● **Task material**:
☆ ☆ ☆

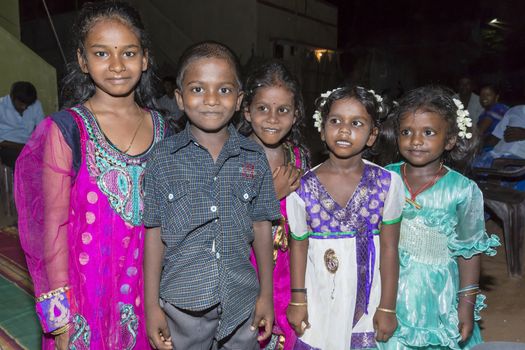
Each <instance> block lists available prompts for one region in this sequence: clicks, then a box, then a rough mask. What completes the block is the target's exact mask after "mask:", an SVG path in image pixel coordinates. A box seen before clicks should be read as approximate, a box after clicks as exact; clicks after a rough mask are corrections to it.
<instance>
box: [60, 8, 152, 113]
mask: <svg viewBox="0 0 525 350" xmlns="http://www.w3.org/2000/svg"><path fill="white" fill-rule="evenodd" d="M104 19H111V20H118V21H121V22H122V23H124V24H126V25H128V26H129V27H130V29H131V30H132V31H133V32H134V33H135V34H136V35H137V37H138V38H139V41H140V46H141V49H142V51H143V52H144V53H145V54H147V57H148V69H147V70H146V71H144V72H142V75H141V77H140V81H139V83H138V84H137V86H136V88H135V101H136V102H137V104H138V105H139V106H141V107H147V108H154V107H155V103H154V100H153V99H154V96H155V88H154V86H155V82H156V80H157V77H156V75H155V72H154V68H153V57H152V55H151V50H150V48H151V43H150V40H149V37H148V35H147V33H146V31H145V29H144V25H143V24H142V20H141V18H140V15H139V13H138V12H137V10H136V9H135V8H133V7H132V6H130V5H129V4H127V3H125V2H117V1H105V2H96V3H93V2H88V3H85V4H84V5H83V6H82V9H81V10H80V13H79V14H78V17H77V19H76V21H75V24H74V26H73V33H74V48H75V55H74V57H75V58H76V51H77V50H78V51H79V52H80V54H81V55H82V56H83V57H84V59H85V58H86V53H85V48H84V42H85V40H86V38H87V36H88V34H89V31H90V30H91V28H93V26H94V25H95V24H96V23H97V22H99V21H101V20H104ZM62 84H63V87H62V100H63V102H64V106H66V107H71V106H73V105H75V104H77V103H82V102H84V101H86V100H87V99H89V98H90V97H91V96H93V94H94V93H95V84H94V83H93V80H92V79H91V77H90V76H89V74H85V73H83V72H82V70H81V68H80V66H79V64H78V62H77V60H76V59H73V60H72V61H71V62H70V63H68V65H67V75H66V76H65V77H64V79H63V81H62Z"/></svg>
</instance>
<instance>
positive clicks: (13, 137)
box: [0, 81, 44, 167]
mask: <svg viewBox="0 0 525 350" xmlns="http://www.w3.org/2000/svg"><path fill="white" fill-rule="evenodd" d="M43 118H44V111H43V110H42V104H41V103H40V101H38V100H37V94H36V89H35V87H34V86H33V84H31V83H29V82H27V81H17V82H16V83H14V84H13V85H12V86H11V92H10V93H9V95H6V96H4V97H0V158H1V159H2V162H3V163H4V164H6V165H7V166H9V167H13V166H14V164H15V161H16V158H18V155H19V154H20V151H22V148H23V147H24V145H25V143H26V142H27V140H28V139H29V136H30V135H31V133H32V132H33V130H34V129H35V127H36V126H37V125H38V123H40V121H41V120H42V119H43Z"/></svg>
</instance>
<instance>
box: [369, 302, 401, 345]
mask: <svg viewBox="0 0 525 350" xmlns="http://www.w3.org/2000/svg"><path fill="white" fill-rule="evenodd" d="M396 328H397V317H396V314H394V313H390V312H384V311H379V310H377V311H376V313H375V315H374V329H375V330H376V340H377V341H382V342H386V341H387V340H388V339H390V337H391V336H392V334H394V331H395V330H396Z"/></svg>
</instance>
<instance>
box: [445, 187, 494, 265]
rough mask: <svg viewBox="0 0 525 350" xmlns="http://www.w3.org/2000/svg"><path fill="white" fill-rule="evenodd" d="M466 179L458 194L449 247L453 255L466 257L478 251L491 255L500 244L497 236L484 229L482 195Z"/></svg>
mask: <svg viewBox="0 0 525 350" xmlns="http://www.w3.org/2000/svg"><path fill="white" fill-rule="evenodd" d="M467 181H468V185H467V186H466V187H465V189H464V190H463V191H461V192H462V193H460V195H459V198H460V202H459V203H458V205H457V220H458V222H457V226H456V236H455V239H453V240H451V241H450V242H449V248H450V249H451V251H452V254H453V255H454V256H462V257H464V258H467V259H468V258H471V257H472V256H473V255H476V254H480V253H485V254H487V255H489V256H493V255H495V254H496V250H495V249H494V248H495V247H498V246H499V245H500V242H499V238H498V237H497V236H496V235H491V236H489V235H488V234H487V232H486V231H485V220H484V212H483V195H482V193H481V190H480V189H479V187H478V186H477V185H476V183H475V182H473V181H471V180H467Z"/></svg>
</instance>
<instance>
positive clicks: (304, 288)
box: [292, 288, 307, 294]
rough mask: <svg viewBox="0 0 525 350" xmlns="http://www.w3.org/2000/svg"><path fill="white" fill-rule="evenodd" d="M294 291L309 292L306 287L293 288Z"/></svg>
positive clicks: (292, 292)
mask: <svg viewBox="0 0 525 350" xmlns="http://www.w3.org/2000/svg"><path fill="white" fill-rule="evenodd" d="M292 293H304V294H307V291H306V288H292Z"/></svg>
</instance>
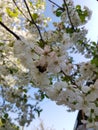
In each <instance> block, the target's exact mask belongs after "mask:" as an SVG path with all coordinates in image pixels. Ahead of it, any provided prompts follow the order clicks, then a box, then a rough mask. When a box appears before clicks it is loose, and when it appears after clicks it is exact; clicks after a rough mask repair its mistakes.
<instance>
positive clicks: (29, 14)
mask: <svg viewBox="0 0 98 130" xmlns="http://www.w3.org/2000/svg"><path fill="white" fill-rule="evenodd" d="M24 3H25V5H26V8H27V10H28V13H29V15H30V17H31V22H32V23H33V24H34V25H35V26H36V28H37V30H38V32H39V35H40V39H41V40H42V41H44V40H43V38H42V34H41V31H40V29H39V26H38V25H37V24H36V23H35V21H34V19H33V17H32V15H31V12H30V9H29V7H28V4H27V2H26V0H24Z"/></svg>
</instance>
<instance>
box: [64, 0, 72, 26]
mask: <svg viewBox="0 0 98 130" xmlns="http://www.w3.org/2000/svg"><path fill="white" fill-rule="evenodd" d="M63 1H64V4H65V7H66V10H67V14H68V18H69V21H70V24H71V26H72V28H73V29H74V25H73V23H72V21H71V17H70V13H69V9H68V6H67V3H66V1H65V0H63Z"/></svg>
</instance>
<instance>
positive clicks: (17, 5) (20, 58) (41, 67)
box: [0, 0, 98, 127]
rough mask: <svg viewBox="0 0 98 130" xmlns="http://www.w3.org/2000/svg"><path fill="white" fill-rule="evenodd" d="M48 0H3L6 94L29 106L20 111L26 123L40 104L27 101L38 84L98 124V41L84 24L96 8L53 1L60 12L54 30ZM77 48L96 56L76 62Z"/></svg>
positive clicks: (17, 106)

☆ ☆ ☆

● **Activity**:
Which lines of the data above contain the string "exact"? List each of them in full, counting only matches with the same uppercase and lowercase letters.

● **Answer section**:
Each <instance> block lists available prompts for one region in this sequence: clicks, then a box, then a rough mask. What completes the block is the target's exact mask after "mask:", an SVG path in image pixel coordinates. A box seen before clicks should be read as approximate, a box after clicks as exact; clicks after a rough mask are corrections to it.
In each <instance> block, the target's exact mask belongs after "mask:" as an SVG path with all coordinates in image pixels. Ahead of it, any provided prompts follow the order clicks, then a box, then a rough mask. When a box appears before clicks it is loose, and when it appears after clicks it is exact; clicks after a rough mask repair its mistakes.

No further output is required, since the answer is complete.